(REQUIREMENT):
Could you reproduce every line of the data below verbatim, without changing a single character?

(ITEMS):
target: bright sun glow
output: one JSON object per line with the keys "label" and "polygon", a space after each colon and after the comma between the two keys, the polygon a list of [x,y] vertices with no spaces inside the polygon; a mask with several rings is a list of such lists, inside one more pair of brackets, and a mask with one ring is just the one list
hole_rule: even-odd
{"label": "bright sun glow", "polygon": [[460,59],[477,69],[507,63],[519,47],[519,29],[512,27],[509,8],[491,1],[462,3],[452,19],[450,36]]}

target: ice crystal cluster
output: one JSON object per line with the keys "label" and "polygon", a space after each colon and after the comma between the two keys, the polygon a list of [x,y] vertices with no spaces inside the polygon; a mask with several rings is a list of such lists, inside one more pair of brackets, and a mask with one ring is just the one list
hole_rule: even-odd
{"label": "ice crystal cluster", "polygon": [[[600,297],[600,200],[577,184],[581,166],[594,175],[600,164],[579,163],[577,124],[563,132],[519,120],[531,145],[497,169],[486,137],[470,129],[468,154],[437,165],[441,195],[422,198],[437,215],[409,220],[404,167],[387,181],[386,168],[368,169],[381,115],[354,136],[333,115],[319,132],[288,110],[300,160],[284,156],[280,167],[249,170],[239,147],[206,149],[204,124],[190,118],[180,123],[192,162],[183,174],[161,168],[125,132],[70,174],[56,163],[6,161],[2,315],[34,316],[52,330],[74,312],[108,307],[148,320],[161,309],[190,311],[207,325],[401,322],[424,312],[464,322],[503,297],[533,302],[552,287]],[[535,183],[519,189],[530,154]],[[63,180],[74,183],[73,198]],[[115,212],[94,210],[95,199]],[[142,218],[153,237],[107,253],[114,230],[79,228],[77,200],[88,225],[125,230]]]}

(COMPLETE RESPONSE):
target: bright sun glow
output: one JSON object per line with the keys "label" and "polygon", a space after each colon and after the comma between the two keys, the polygon a list of [x,y] vertices with no spaces inside the polygon; a mask with several rings is a list of such lists, inside one more pair of brackets, and a mask with one ring is just the one list
hole_rule: even-odd
{"label": "bright sun glow", "polygon": [[460,59],[477,69],[507,63],[519,47],[519,29],[512,27],[509,8],[491,1],[462,3],[452,19],[450,36]]}

target: ice crystal cluster
output: one JSON object per line with the keys "label" and "polygon", a space after each colon and after the comma between the two keys, the polygon a list of [x,y] vertices with no spaces inside the polygon; a mask with several rings is a list of such lists, inside one more pair of brackets, and a mask with one ring is just the one list
hole_rule: even-odd
{"label": "ice crystal cluster", "polygon": [[[600,297],[600,200],[577,184],[581,166],[594,175],[600,164],[579,163],[577,124],[563,132],[519,120],[531,145],[497,169],[486,137],[470,129],[468,154],[437,165],[441,195],[422,198],[437,215],[409,220],[404,167],[387,181],[386,168],[368,169],[381,115],[354,136],[333,115],[319,132],[288,110],[300,160],[284,156],[280,167],[249,170],[239,147],[206,149],[204,124],[190,118],[180,123],[192,162],[183,174],[161,168],[125,132],[70,174],[56,163],[6,161],[2,315],[34,316],[52,330],[74,312],[108,307],[148,320],[161,309],[190,311],[207,325],[401,322],[424,312],[464,322],[503,297],[533,302],[552,287]],[[535,183],[519,189],[530,154]],[[63,180],[74,183],[73,198]],[[115,212],[94,210],[95,199]],[[142,218],[153,237],[107,253],[114,230],[79,228],[77,200],[88,225],[125,230]]]}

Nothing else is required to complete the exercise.